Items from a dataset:
★ ★ ★ ★ ★
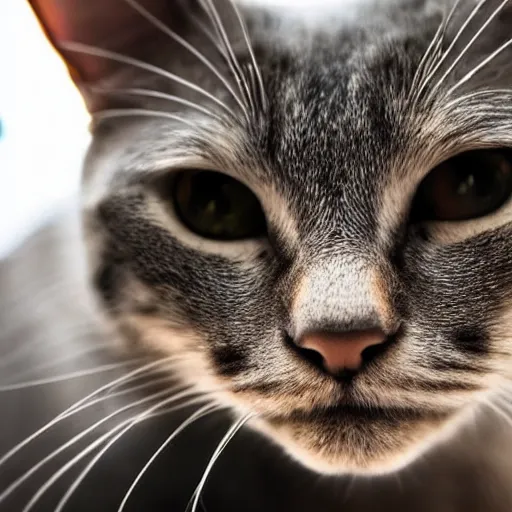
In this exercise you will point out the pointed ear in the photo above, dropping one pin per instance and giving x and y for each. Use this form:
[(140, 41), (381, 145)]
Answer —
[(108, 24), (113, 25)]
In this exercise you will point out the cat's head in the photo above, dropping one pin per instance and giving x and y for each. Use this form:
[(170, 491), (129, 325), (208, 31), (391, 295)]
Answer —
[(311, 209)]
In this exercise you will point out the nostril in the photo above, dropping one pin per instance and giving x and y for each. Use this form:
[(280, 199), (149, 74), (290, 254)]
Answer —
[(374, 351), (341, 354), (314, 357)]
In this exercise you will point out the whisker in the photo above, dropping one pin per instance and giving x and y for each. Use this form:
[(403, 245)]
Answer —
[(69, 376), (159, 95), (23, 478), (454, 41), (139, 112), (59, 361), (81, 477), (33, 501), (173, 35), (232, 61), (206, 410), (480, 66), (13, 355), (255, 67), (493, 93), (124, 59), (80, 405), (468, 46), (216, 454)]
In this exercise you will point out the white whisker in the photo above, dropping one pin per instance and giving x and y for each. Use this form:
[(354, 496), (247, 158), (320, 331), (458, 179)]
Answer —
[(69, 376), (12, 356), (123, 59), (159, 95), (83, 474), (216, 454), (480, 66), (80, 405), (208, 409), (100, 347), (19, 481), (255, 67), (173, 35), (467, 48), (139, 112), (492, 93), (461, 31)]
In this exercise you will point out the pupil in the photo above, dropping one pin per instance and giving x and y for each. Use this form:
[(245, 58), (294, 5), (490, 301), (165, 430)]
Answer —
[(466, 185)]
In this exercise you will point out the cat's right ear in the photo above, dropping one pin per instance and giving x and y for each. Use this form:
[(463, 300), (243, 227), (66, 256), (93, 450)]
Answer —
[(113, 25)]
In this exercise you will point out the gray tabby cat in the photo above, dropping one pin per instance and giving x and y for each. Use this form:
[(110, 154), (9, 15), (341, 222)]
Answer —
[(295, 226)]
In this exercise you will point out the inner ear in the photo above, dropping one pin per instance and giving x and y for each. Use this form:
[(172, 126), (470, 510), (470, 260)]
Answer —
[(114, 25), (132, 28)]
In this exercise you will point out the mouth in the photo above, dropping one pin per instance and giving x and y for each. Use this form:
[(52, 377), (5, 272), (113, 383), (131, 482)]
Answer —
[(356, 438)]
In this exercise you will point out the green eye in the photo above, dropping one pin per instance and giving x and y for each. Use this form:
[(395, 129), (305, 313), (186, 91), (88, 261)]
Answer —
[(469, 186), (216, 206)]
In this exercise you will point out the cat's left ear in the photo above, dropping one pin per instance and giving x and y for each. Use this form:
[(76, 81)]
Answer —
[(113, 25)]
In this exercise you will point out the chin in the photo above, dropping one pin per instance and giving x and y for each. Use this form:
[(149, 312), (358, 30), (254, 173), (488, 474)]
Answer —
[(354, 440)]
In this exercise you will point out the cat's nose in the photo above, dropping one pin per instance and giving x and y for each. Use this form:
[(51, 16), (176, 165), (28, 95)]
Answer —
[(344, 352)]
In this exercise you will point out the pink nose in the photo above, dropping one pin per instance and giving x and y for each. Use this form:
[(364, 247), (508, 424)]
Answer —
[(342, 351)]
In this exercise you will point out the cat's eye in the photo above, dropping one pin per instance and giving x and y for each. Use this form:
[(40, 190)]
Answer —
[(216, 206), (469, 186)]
★ ★ ★ ★ ★
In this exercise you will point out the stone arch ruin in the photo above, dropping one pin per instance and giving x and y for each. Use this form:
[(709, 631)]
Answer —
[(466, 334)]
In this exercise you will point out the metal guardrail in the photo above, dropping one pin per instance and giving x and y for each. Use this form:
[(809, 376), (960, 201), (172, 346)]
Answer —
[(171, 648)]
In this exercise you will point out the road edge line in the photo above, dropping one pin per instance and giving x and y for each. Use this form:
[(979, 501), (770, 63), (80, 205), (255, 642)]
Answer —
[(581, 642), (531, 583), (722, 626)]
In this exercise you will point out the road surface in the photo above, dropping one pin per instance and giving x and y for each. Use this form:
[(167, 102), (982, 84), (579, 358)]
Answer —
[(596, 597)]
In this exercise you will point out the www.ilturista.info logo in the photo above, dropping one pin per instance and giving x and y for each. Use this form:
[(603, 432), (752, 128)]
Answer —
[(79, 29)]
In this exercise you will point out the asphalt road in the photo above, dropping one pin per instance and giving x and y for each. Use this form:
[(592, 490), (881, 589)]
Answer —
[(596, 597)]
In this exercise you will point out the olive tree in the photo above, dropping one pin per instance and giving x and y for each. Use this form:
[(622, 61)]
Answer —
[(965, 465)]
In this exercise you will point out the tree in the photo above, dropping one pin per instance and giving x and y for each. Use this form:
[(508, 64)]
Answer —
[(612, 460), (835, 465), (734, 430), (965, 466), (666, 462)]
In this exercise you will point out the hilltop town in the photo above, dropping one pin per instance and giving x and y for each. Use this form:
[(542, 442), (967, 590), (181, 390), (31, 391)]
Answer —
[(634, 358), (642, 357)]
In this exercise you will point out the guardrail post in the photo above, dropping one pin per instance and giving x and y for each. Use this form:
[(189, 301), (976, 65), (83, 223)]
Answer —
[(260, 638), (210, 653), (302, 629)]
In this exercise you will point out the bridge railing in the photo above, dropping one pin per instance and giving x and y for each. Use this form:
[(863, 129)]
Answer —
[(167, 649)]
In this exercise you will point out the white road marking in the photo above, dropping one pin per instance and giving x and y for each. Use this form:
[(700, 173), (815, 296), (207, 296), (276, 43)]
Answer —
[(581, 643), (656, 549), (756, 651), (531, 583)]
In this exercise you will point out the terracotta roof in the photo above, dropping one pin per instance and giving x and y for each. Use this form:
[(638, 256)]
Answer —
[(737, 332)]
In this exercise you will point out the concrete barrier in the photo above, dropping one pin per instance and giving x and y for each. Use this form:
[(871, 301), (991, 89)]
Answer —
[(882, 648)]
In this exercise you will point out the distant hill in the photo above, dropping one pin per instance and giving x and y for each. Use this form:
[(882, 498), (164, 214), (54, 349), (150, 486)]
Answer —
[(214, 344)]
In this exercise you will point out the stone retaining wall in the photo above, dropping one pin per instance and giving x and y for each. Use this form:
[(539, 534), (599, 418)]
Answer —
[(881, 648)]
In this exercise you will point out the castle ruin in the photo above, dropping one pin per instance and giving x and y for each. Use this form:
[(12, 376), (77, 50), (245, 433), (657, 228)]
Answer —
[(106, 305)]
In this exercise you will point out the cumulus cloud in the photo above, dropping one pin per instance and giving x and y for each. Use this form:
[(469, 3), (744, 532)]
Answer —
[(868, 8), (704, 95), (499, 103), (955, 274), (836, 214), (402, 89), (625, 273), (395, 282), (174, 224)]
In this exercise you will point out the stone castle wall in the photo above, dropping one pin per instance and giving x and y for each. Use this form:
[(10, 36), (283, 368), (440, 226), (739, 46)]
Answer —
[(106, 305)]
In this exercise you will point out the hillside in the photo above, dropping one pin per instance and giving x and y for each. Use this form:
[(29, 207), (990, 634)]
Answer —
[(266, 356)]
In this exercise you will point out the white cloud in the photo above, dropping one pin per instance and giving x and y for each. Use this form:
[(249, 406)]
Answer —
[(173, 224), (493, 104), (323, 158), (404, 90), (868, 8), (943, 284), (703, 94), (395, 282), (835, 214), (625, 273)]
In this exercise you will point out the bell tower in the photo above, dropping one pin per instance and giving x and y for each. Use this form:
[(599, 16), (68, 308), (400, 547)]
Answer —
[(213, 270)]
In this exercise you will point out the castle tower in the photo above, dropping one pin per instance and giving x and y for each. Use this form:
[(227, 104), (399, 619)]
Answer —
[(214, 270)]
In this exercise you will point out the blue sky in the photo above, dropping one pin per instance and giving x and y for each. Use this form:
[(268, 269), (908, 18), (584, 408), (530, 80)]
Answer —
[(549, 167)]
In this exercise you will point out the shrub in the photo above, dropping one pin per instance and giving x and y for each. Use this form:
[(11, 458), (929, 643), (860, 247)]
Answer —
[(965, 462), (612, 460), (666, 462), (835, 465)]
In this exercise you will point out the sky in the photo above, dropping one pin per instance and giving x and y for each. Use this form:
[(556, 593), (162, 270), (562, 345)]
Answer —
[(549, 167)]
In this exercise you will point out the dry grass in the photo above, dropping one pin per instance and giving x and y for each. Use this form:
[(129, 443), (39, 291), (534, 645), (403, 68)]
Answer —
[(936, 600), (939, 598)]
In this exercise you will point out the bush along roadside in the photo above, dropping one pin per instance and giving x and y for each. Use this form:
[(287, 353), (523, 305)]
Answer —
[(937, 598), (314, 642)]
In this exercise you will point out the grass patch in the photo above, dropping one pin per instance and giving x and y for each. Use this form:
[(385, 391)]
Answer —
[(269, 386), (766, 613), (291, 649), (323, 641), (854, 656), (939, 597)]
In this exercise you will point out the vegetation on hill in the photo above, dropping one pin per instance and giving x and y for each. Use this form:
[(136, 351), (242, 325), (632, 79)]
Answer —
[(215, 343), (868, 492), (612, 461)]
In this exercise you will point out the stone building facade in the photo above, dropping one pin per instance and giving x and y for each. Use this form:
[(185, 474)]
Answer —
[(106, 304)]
★ ★ ★ ★ ★
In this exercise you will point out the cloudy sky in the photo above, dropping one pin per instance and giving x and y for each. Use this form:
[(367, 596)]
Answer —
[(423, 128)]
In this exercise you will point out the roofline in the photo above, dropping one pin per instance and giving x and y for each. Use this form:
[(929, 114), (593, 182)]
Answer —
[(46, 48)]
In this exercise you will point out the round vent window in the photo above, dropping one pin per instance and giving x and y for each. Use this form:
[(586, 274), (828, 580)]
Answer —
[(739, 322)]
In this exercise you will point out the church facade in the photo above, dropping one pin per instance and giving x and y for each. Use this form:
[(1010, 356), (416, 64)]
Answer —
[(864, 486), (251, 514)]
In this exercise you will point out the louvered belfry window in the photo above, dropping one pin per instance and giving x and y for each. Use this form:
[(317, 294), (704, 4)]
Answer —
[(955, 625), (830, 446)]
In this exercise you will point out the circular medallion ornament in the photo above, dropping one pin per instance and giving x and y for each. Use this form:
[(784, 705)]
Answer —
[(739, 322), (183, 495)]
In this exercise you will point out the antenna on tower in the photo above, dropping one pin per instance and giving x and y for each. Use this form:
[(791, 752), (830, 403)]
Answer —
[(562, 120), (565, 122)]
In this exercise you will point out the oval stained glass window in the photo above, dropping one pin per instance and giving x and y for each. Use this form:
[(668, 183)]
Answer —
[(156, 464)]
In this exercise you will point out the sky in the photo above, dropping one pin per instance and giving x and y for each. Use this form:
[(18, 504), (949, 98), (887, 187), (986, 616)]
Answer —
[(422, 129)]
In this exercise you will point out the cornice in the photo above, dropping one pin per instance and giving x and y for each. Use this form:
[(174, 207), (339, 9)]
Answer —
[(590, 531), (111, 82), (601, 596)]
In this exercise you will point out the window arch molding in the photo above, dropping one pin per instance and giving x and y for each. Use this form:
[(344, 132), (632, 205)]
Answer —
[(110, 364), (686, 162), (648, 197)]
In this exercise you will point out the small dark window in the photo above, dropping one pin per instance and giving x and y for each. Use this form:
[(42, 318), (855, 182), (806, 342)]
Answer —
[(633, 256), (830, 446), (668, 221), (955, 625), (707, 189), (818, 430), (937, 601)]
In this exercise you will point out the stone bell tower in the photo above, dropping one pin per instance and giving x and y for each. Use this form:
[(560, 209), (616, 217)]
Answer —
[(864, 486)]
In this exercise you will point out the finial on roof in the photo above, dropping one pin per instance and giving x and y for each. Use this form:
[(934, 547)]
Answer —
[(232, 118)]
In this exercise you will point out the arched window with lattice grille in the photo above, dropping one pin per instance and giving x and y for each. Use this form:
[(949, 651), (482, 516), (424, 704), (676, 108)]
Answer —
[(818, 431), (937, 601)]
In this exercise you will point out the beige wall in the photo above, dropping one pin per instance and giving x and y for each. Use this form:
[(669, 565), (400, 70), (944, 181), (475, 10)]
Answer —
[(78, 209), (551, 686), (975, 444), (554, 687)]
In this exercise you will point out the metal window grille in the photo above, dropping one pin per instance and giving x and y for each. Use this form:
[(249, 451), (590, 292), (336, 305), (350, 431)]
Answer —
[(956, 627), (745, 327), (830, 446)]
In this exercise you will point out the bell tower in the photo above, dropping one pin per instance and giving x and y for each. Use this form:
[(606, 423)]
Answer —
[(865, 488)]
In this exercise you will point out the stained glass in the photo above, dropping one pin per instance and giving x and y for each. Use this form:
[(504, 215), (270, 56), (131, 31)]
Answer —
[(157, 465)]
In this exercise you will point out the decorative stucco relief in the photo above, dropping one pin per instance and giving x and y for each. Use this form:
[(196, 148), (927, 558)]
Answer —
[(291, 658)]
★ ★ ★ ★ ★
== PROBLEM STATEMENT ==
Give the part of the records that opens with the line containing "In this exercise you will point out the nostril" and closes with the line containing "46), (216, 454)]" as a JSON list of strings, one string per line with blank lines left out. Include both end lines and nothing outside that part.

== SOLUTION TO THIS EXERCISE ==
[
  "In this exercise you will point out the nostril in the photo above, dropping one pin per instance and giving x and y for each. Use this form:",
  "[(280, 199), (149, 74), (290, 254)]",
  "Answer —",
  "[(374, 351), (341, 354), (314, 357)]",
  "In this exercise you will point out the whisker in the photo above, dropping one pin per instance and giving x and y for each. Use this form:",
  "[(403, 245)]",
  "Answer —",
  "[(69, 376), (159, 95), (23, 478), (454, 41), (139, 112), (59, 361), (81, 477), (33, 501), (173, 35), (232, 61), (206, 410), (480, 66), (13, 355), (255, 67), (493, 93), (124, 59), (80, 405), (468, 46), (216, 454)]"
]